▶ _Written task_:
Rewrite the material below, beginning at the line containing "If you would be willing to indicate the green" and continuing through the end of the material, with "would welcome" replaced by "would appreciate" and everything else unchanged.
------ Stored rows ------
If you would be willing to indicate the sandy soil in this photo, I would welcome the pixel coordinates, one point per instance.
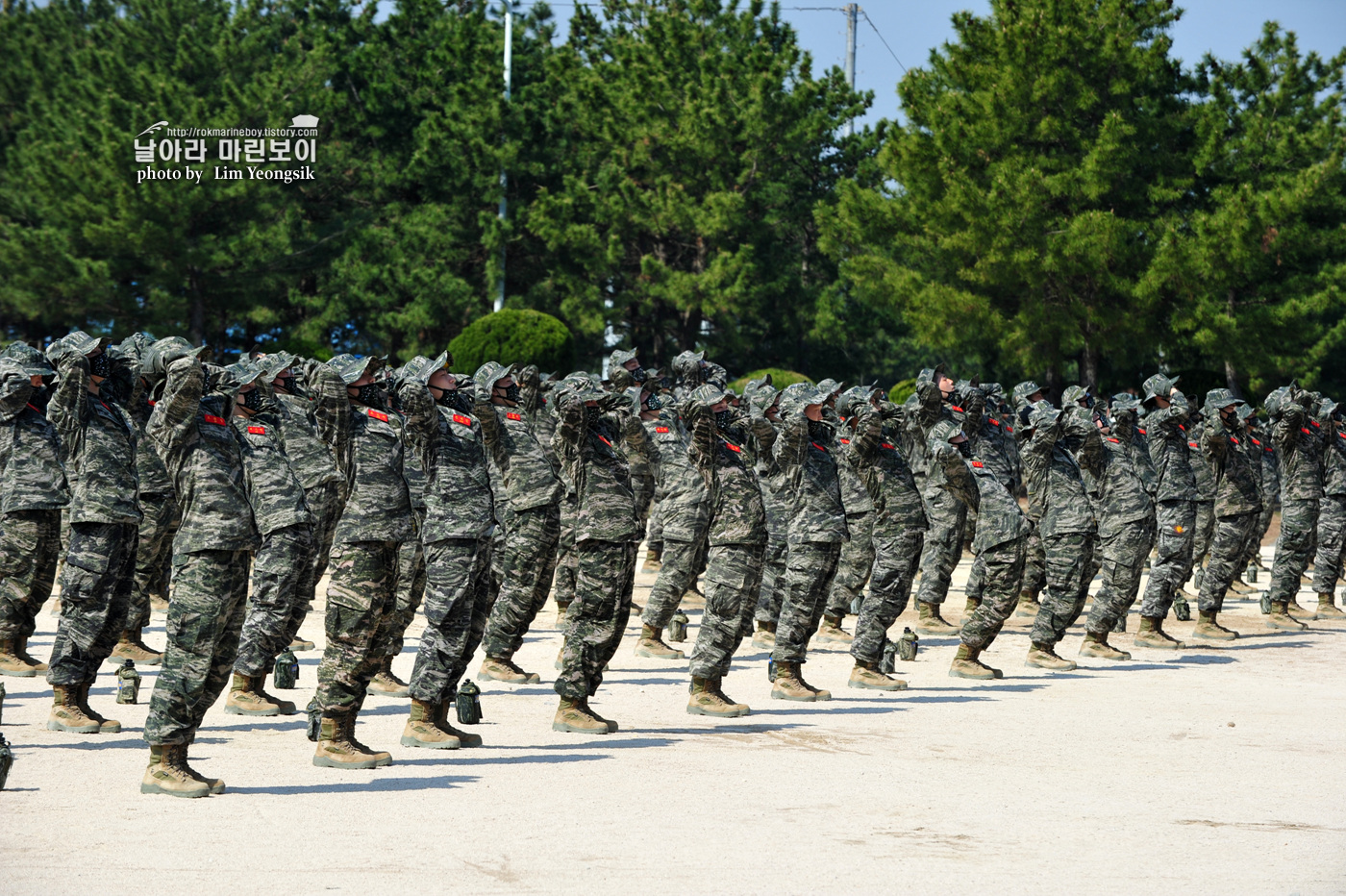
(1209, 771)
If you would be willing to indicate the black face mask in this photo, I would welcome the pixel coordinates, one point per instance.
(100, 366)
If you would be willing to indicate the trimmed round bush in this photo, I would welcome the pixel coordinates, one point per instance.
(514, 336)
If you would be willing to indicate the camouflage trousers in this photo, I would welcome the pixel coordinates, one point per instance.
(605, 573)
(457, 586)
(411, 591)
(361, 598)
(1002, 580)
(1069, 571)
(1227, 553)
(1175, 521)
(854, 568)
(897, 555)
(773, 580)
(154, 553)
(682, 564)
(733, 582)
(810, 569)
(1121, 559)
(1294, 546)
(527, 572)
(205, 622)
(941, 553)
(94, 589)
(1332, 544)
(30, 541)
(280, 586)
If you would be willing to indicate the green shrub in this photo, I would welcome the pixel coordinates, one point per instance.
(780, 378)
(514, 336)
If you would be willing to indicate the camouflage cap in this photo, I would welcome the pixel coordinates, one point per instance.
(31, 360)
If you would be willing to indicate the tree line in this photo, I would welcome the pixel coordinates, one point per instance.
(1060, 197)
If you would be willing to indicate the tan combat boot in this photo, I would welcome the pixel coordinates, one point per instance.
------
▶ _Task solution_:
If you would be willing to indicate the green shrub in this photo, I would appreciate the pixel coordinates, one point per instance.
(780, 378)
(514, 336)
If you would be willing to indicate the camouflage cap in this photo, I would appreciate the pixel coordinates, one point per instance.
(31, 360)
If you would be willing to indicate the tree line in this photo, I would appreciate the pixel coordinates, one point per instance.
(1060, 197)
If you would be willing to indicate the tan combat boot in this photo, I would appreciate the pixel coordinates, one point per instance.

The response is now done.